Material for the task
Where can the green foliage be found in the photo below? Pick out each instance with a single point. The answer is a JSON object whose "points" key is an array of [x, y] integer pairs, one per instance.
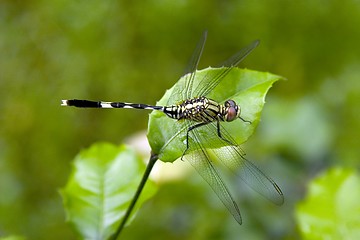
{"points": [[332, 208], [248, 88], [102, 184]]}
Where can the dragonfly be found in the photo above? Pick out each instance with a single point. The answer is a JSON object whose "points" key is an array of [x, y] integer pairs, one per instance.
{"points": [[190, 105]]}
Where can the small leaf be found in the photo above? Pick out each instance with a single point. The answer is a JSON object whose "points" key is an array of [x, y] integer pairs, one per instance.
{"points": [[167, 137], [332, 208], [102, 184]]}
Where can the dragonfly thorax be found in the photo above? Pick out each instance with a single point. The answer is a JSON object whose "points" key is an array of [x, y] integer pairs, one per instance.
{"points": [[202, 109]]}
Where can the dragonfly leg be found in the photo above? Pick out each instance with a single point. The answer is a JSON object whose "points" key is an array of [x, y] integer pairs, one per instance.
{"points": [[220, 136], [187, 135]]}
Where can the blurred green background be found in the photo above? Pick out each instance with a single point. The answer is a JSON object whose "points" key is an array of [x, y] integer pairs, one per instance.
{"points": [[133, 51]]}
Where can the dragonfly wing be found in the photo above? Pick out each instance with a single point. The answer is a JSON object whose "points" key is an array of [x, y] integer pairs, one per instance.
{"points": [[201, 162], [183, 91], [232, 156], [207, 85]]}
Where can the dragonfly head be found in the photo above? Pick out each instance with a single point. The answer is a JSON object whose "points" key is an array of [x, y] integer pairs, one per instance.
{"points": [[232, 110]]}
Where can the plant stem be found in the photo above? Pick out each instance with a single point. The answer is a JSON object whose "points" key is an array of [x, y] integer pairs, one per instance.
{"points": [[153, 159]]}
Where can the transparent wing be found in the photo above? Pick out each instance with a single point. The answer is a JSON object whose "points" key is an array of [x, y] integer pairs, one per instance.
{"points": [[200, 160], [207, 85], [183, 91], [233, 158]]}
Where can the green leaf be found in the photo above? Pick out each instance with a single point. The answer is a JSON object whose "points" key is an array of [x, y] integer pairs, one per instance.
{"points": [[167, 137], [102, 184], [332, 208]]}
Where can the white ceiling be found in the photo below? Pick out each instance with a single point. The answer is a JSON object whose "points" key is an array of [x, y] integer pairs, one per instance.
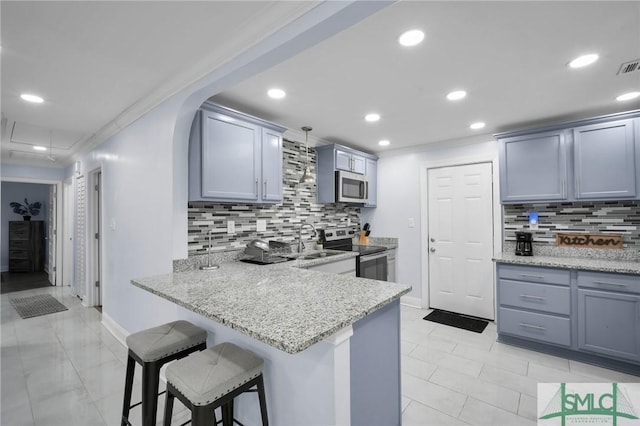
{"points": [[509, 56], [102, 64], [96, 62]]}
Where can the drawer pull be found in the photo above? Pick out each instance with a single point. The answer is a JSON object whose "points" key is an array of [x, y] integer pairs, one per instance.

Exercise instructions
Put every line above into a Markdown table with the columns "No." and "Line", numbering the rows and skipping blank lines. Leave the pictures out of the answer.

Written response
| No. | Line |
|---|---|
| 1 | Where can the green foliage be found in the photo below? Pick out each instance with a single point. The answer is a JSON object whose "points" key is an array of [x, y] integer pairs, one per instance. |
| 2 | {"points": [[332, 208], [248, 88], [102, 184]]} |
| 3 | Where can the dragonfly be found in the photo above? Pick out each instance with a single point. The answer is a JSON object whose "points" key is an array of [x, y] integer pairs, one per instance. |
| 4 | {"points": [[190, 105]]} |
| 5 | Where can the small leaf be found in the photo above? Pick out each instance with a single point. The answer is a JSON object whose "points" key is an array of [x, y] integer pairs, one per instance. |
| 6 | {"points": [[167, 137], [332, 208], [102, 184]]} |
| 7 | Where can the dragonfly thorax be found in the photo above? Pick out each instance with a single point. The answer is a JSON object whose "points" key is an array of [x, y] integer pairs, one per instance. |
| 8 | {"points": [[202, 109]]} |
| 9 | Where can the dragonfly leg be found in the photo above? Pick out each instance with a single point. The answer is a JSON object whose "points" key is an array of [x, y] integer pairs, one per instance. |
| 10 | {"points": [[220, 136], [187, 135]]} |
| 11 | Where can the blurred green background be found in the photo above? Pick out each instance with a single point. The answer is a JSON object whose "points" key is an array of [x, y] integer pairs, one per instance. |
| 12 | {"points": [[133, 51]]} |
| 13 | Where can the dragonfly wing be found in the photo above? Pick out each instance with a single point. The answer is a JSON object whose "points" key is an array of [x, y] integer pairs, one per instance. |
| 14 | {"points": [[201, 162], [183, 91], [232, 156], [207, 85]]} |
| 15 | Where can the dragonfly head be found in the photo above? Pick out each instance with a single point. The answer is a JSON object whose "points" key is an array of [x, y] integer pairs, one per instance. |
| 16 | {"points": [[232, 110]]} |
| 17 | Where can the plant stem be found in the photo above? Pick out each instance with a single point. The answer is a JSON object whose "points" key is an array of [x, y] integer pairs, one per instance. |
| 18 | {"points": [[153, 159]]} |
| 19 | Where can the transparent wing be found in the photo above? Pick out each instance with a single point. The answer is a JSON object whose "points" key is an array of [x, y] integer pairs, one per instance. |
| 20 | {"points": [[200, 160], [207, 85], [183, 91], [233, 158]]} |
| 21 | Where can the green leaf be found in the photo above? Pick out each instance with a single point. The answer is a JSON object whose "points" key is an array of [x, y] integer pairs, one per instance. |
| 22 | {"points": [[167, 137], [102, 184], [332, 208]]} |
| 23 | Where can the white ceiling be found in the photo below? Pick out each instance with a single point. The answer is a JSON object whose "points" key is an array of [x, y] integer pairs, one per instance. |
| 24 | {"points": [[509, 56], [102, 64], [96, 62]]} |
| 25 | Where can the drawer pull be found in the photo above? Pick out each instance with a single point. The answer is a JSON object whose "points" key is an array of [x, y] integer pairs, one per instance. |